* **DATA SHOWN**:
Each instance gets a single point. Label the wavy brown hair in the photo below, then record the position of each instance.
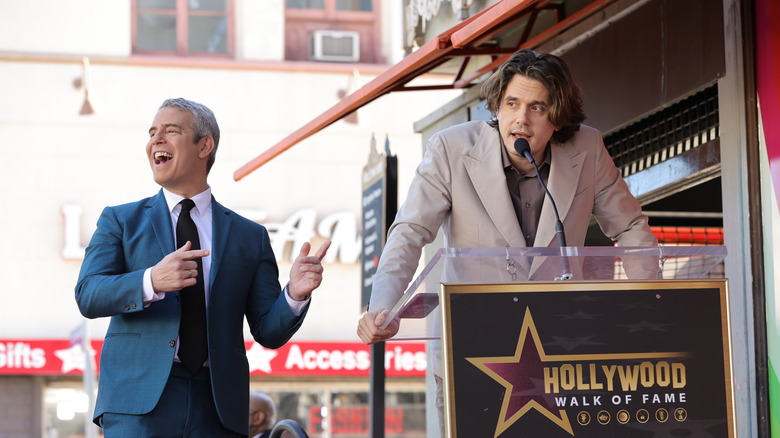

---

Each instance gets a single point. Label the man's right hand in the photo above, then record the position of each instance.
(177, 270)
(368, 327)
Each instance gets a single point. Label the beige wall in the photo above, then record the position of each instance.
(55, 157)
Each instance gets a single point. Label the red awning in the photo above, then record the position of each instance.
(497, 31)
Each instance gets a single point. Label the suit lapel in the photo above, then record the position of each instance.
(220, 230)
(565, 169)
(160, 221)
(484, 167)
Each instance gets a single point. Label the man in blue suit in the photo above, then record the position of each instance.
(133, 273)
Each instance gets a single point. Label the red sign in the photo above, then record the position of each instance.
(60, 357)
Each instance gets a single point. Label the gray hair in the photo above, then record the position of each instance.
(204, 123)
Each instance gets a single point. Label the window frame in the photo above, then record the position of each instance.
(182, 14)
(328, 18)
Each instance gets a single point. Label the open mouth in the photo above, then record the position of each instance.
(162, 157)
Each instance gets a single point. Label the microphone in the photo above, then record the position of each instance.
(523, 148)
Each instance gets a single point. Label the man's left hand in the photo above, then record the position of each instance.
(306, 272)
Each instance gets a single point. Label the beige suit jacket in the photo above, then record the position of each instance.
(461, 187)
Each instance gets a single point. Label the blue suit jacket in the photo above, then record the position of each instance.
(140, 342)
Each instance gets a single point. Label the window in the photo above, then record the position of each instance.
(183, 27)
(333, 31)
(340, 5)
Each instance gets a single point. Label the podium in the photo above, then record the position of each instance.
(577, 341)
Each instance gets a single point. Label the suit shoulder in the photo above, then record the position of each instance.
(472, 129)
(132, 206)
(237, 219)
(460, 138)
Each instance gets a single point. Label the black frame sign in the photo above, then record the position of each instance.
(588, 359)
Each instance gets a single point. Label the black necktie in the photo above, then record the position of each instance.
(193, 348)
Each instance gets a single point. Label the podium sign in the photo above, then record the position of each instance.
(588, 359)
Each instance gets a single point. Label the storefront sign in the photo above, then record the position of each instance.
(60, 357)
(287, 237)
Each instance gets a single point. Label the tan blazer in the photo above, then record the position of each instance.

==

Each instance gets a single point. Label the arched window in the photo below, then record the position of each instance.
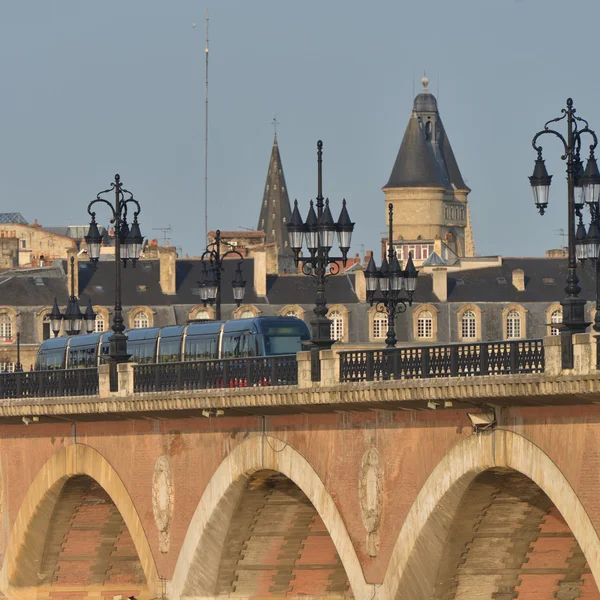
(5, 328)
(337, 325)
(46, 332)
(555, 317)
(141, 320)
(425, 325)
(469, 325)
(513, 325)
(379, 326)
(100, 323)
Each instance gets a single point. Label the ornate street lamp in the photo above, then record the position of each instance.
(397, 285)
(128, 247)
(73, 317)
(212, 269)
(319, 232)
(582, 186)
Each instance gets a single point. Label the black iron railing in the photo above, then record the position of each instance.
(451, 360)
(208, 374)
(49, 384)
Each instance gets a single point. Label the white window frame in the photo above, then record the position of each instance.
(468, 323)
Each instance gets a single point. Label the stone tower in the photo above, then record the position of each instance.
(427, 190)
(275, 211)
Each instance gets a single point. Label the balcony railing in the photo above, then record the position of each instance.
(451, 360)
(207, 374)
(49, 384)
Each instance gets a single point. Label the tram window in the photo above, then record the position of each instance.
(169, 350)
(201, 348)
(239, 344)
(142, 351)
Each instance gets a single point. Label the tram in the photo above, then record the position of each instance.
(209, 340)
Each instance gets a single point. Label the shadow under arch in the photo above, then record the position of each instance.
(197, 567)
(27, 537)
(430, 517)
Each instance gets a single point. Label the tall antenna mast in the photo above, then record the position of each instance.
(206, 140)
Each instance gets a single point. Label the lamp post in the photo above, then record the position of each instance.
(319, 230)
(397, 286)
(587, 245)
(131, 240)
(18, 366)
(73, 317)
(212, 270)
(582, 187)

* **TASK TO COMPLETE**: Identify each line in the records that contains the string "railing", and copy every such line in full.

* **TASK ANSWER**:
Each instance gets a single point. Label the black iron railing in the photo above, then record the position of each instance.
Each instance gets a single point. Label the balcony railing in the photo above, then record the position of each instance.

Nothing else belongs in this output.